▶ [Problem details]: Please pull out every line of the records below that contains the word "texture", and copy each one unchanged.

▶ [Material for the task]:
▬▬▬▬▬▬▬▬▬▬
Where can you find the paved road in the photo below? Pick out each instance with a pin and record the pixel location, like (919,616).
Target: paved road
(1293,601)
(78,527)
▬▬▬▬▬▬▬▬▬▬
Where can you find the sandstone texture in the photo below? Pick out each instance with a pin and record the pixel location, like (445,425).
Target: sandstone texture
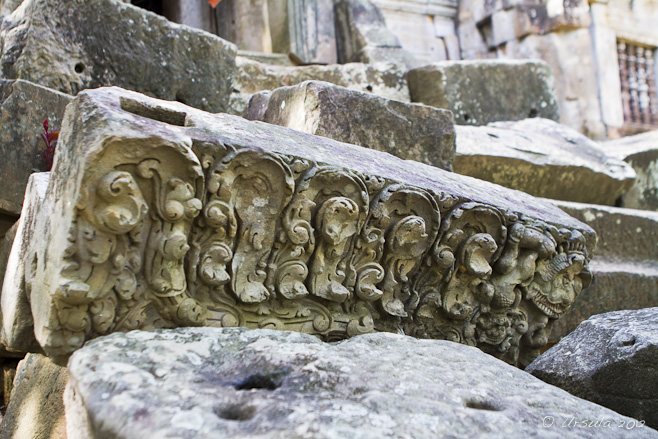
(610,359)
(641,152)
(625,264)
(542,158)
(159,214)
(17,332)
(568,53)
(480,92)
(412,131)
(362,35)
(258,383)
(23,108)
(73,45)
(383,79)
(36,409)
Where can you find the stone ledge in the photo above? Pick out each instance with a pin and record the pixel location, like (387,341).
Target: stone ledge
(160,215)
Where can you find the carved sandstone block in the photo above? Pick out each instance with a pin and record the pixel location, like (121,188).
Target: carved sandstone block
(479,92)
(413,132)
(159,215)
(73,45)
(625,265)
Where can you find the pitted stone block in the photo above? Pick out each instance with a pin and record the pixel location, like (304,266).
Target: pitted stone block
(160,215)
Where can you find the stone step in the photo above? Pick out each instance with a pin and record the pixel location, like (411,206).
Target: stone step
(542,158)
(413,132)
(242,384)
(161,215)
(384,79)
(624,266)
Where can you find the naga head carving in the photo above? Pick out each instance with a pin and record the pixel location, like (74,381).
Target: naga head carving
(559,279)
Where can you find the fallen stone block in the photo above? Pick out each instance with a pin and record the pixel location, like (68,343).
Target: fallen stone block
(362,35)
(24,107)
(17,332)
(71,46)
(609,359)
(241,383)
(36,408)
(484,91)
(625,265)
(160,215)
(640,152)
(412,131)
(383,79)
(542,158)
▬▬▬▬▬▬▬▬▬▬
▶ [Response to the exercise]:
Where can you find the sandstone texture in the photo below? Pick out each instance with a pin and record the pixel location, like (445,425).
Target: sandstone texture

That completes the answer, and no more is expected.